▶ [Dataset extract]
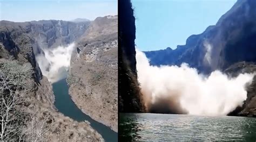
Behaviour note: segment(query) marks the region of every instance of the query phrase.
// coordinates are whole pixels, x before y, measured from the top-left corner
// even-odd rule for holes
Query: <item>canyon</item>
[[[125,6],[126,8],[124,9],[125,8],[126,11],[129,12],[125,13],[126,16],[124,16],[124,17],[130,17],[129,19],[125,19],[125,20],[132,22],[129,23],[132,24],[130,26],[130,30],[133,31],[133,33],[131,34],[127,32],[126,35],[120,34],[122,37],[120,38],[121,39],[120,42],[123,42],[124,45],[123,47],[120,47],[121,53],[120,54],[128,56],[128,58],[125,57],[125,60],[121,59],[120,60],[123,62],[124,62],[124,61],[129,62],[127,65],[124,65],[125,67],[122,67],[122,69],[124,70],[125,68],[131,68],[131,72],[133,73],[132,75],[129,75],[131,71],[126,70],[124,72],[130,76],[130,78],[135,75],[135,77],[133,78],[135,79],[134,80],[137,80],[137,72],[138,70],[137,70],[138,66],[136,68],[136,66],[138,66],[138,61],[137,60],[136,63],[136,59],[134,59],[134,56],[137,54],[137,52],[135,52],[134,43],[134,19],[131,3],[128,2],[125,4],[126,6]],[[256,23],[254,20],[256,16],[255,8],[255,1],[238,1],[228,11],[220,17],[215,25],[208,26],[201,34],[191,36],[186,40],[185,45],[178,45],[175,49],[167,47],[165,49],[144,52],[149,61],[149,66],[154,66],[155,68],[159,69],[167,68],[167,66],[184,68],[183,67],[184,66],[183,66],[182,65],[186,63],[190,68],[197,70],[199,75],[206,78],[210,76],[211,73],[214,71],[225,74],[228,79],[237,77],[239,74],[253,74],[256,71],[255,68],[256,56],[254,54],[255,42],[254,41],[256,33],[255,31]],[[120,18],[120,19],[122,18],[121,16]],[[125,20],[124,20],[124,21]],[[125,30],[123,30],[125,31]],[[125,33],[124,32],[124,33]],[[130,37],[128,37],[128,36]],[[123,41],[130,41],[130,42]],[[146,69],[145,68],[142,68],[146,72]],[[172,75],[171,72],[169,74],[171,76]],[[139,78],[139,76],[138,77]],[[123,81],[125,80],[122,79],[122,81],[126,82],[127,81]],[[247,93],[246,100],[244,101],[242,100],[242,104],[238,105],[236,108],[235,107],[231,109],[231,112],[227,114],[226,113],[226,115],[255,117],[256,114],[254,105],[256,100],[255,77],[252,77],[252,80],[250,85],[245,86]],[[139,83],[140,84],[141,82]],[[136,88],[138,87],[140,87],[137,83],[131,84],[135,85],[129,88],[130,90],[136,90]],[[151,87],[152,86],[153,84],[151,84]],[[140,88],[138,89],[139,91],[142,91]],[[134,96],[130,95],[129,97],[125,96],[127,95],[127,94],[119,95],[119,98],[122,98],[119,101],[123,105],[121,106],[124,108],[121,109],[122,112],[142,111],[161,112],[159,111],[154,110],[150,112],[145,110],[145,102],[146,101],[145,100],[145,94],[140,93],[133,93]],[[123,99],[125,97],[126,100]],[[233,97],[235,97],[233,96]],[[233,100],[232,97],[230,99]],[[125,101],[127,102],[125,102]],[[133,110],[130,109],[130,110],[125,110],[125,108],[128,108],[128,106]],[[137,109],[138,108],[139,109]],[[138,111],[140,109],[140,111]],[[170,111],[169,110],[168,112],[168,113],[186,113],[173,110],[170,110]],[[166,113],[166,111],[164,112]]]
[[[98,31],[99,32],[97,36],[98,37],[96,39],[96,37],[94,37],[96,34],[91,36],[90,37],[91,40],[87,41],[88,44],[92,42],[92,41],[93,40],[98,40],[99,41],[98,42],[100,42],[102,40],[103,40],[103,39],[100,38],[107,38],[109,37],[109,34],[105,34],[104,32],[102,32],[105,31],[109,31],[107,30],[109,25],[105,26],[101,25],[104,25],[105,22],[107,22],[106,21],[112,19],[113,17],[116,17],[116,19],[117,19],[117,16],[111,16],[97,18],[98,21],[97,24],[98,27],[101,28],[99,31]],[[26,103],[19,104],[19,107],[21,108],[22,112],[28,114],[28,117],[24,119],[25,128],[31,126],[31,124],[30,124],[28,120],[32,119],[32,117],[30,117],[29,116],[37,116],[37,118],[39,119],[43,119],[46,115],[49,116],[50,122],[44,126],[45,129],[48,130],[43,137],[44,140],[104,141],[100,134],[93,130],[89,123],[86,122],[78,122],[73,120],[58,112],[54,105],[55,96],[51,83],[65,77],[65,76],[66,76],[68,74],[68,72],[69,72],[69,65],[67,65],[64,70],[53,69],[57,73],[58,73],[59,70],[66,72],[66,75],[58,77],[56,80],[55,80],[56,79],[52,80],[50,78],[50,76],[47,75],[46,73],[52,73],[51,72],[51,69],[56,63],[58,62],[58,61],[57,62],[53,61],[54,60],[56,60],[55,58],[51,58],[53,60],[49,60],[49,57],[54,57],[56,53],[58,53],[58,54],[60,54],[60,55],[69,53],[70,59],[68,58],[66,61],[69,61],[69,61],[72,60],[71,56],[71,54],[79,49],[79,47],[76,48],[77,45],[81,44],[80,43],[87,40],[86,36],[89,35],[90,33],[95,34],[93,31],[96,30],[92,25],[93,25],[92,23],[93,22],[89,20],[69,22],[55,20],[23,23],[15,23],[4,20],[0,22],[1,72],[5,75],[9,75],[8,70],[17,67],[25,66],[30,69],[29,72],[25,73],[26,78],[28,80],[19,81],[19,82],[29,82],[30,83],[28,84],[30,84],[29,88],[30,88],[28,90],[26,90],[28,92],[26,95],[21,97]],[[116,25],[114,24],[114,25]],[[116,34],[117,34],[117,33]],[[113,33],[113,35],[110,38],[113,39],[111,42],[111,42],[112,44],[107,45],[106,46],[107,47],[105,46],[105,48],[114,49],[115,47],[117,47],[117,43],[114,42],[114,33]],[[85,38],[85,37],[86,38]],[[59,52],[59,51],[55,52],[52,52],[60,47],[60,49],[68,48],[66,47],[69,47],[69,46],[71,45],[72,46],[70,47],[71,49],[68,51],[60,50],[60,52]],[[106,49],[105,48],[104,49]],[[106,59],[110,59],[107,58],[111,55],[105,54],[104,52],[102,55],[105,55]],[[42,58],[38,58],[38,56],[42,57]],[[97,59],[100,59],[100,57],[97,57]],[[114,58],[114,56],[111,56],[111,58]],[[117,59],[117,57],[116,58]],[[58,59],[59,61],[62,60],[62,59]],[[112,60],[114,59],[112,59]],[[43,63],[40,62],[41,61],[43,61]],[[107,61],[107,60],[104,61]],[[113,65],[114,65],[114,61],[113,62]],[[42,65],[44,65],[44,67],[42,67]],[[103,67],[103,68],[104,69]],[[114,70],[113,72],[114,72],[114,68],[113,70]],[[14,74],[15,77],[17,76],[16,77],[19,77],[18,73],[14,73]],[[70,78],[71,76],[72,76],[71,75],[69,75],[69,77]],[[114,76],[112,77],[116,79],[117,77],[117,76]],[[71,86],[74,86],[72,83],[76,82],[69,83]],[[86,84],[88,86],[89,84]],[[114,87],[114,85],[111,84],[110,86]],[[76,91],[78,90],[72,90],[72,93],[70,93],[70,95],[71,95],[72,98],[76,98]],[[116,99],[115,97],[117,97],[112,93],[110,93],[111,96],[107,97],[110,100],[113,101]],[[103,96],[105,94],[99,94],[98,95]],[[91,96],[91,97],[93,97]],[[105,101],[106,100],[98,100],[98,101],[100,102]],[[77,102],[74,102],[75,103],[78,104]],[[105,102],[104,103],[105,103]],[[108,106],[107,104],[104,104],[104,105],[106,105],[106,108]],[[90,104],[90,105],[86,105],[86,107],[95,109],[93,105],[93,104]],[[100,109],[104,110],[105,108]],[[114,108],[110,106],[107,109],[109,110],[108,111],[109,115],[113,115],[111,123],[112,124],[109,124],[110,123],[108,122],[108,117],[104,117],[101,119],[100,122],[109,126],[111,125],[113,127],[116,126],[117,127],[117,121],[116,122],[116,123],[113,122],[113,120],[117,119],[117,116],[113,113],[115,113]],[[92,114],[89,114],[89,115],[93,119],[97,119],[96,117]],[[114,117],[116,116],[116,117]],[[97,120],[99,121],[98,119]]]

▶ [Set exercise] Rewrite the records from their beginning up to and including the line containing "Query: <item>canyon</item>", replacing "instance" with "occurrence" and changing nothing else. Omit the pictures from the answer.

▶ [Result for this exercise]
Behaviour note: segment(query) marks the region of every occurrence of the query phrase.
// coordinates are whole pixels, x before y, measured from the top-left corner
// even-odd rule for holes
Query: <item>canyon</item>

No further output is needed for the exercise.